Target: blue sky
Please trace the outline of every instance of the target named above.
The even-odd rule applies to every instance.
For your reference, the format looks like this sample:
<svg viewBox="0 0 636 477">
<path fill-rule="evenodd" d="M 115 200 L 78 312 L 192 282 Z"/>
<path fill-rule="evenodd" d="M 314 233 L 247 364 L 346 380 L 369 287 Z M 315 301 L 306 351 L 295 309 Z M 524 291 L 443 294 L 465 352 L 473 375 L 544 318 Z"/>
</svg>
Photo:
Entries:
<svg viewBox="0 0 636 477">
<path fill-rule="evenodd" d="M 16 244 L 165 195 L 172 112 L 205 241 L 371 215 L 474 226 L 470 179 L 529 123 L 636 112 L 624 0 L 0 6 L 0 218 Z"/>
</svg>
...
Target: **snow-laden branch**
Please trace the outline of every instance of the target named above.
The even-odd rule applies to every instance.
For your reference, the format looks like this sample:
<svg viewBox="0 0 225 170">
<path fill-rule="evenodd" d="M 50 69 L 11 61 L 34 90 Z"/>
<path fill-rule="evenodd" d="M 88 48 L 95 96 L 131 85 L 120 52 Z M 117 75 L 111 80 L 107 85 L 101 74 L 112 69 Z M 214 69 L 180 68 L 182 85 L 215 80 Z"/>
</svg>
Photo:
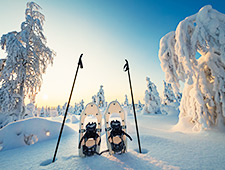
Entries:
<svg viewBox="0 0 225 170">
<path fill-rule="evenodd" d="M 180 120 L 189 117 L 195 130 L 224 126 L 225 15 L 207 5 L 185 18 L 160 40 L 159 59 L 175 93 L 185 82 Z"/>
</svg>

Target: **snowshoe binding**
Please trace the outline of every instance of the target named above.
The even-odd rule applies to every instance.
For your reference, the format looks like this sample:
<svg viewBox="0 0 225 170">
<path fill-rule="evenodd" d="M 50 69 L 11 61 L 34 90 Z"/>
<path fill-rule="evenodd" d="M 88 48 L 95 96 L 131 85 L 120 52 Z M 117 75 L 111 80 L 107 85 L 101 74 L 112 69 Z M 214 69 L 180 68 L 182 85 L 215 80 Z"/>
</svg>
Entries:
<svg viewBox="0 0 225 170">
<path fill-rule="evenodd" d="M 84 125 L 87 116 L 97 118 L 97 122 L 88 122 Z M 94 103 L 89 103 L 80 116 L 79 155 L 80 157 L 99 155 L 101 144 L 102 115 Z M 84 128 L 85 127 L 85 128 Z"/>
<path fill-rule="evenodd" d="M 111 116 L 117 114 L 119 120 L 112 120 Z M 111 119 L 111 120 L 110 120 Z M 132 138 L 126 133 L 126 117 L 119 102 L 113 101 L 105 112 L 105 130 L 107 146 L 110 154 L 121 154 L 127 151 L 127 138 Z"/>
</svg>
---
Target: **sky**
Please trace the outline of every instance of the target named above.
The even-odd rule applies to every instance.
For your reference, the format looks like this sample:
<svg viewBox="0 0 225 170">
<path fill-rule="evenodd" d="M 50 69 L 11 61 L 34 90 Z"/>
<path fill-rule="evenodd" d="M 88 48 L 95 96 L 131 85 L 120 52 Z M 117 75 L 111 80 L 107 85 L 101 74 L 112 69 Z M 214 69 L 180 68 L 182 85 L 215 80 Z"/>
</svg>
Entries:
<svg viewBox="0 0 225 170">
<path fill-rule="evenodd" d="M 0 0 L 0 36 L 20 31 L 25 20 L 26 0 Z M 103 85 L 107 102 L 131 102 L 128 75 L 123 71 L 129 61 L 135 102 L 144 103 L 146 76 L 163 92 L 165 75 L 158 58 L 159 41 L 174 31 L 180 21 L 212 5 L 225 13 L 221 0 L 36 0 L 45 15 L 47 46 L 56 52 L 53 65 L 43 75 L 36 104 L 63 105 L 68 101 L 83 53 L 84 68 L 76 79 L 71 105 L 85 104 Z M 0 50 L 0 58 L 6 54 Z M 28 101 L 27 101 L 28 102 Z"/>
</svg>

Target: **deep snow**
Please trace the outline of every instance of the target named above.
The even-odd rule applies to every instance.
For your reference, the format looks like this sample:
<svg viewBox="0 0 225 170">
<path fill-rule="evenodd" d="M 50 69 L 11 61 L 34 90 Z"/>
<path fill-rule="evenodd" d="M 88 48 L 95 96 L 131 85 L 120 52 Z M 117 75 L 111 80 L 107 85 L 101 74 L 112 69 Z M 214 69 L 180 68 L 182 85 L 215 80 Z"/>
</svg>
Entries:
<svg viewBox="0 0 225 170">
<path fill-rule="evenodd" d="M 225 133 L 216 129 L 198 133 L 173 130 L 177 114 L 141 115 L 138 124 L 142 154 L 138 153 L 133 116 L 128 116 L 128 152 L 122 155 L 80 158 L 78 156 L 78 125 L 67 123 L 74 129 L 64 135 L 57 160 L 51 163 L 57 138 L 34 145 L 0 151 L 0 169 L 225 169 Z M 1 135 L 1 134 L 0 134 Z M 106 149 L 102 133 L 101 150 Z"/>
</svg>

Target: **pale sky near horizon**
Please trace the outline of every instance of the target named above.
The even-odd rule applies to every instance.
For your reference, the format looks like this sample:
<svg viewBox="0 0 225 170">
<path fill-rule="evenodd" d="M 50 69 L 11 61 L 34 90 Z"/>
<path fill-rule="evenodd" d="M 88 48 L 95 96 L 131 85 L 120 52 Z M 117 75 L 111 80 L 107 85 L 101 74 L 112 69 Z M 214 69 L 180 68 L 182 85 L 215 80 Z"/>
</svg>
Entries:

Work to do:
Please transcribe the rows from the line containing "Target: blue sky" up to and including the line containing "115 200 L 78". Reproduce them character for character.

The result:
Target: blue sky
Please trace the outline of every instance of the target named above.
The even-odd rule applies to every instance.
For your reference, the format looks like this sample:
<svg viewBox="0 0 636 477">
<path fill-rule="evenodd" d="M 115 200 L 78 312 L 192 282 Z"/>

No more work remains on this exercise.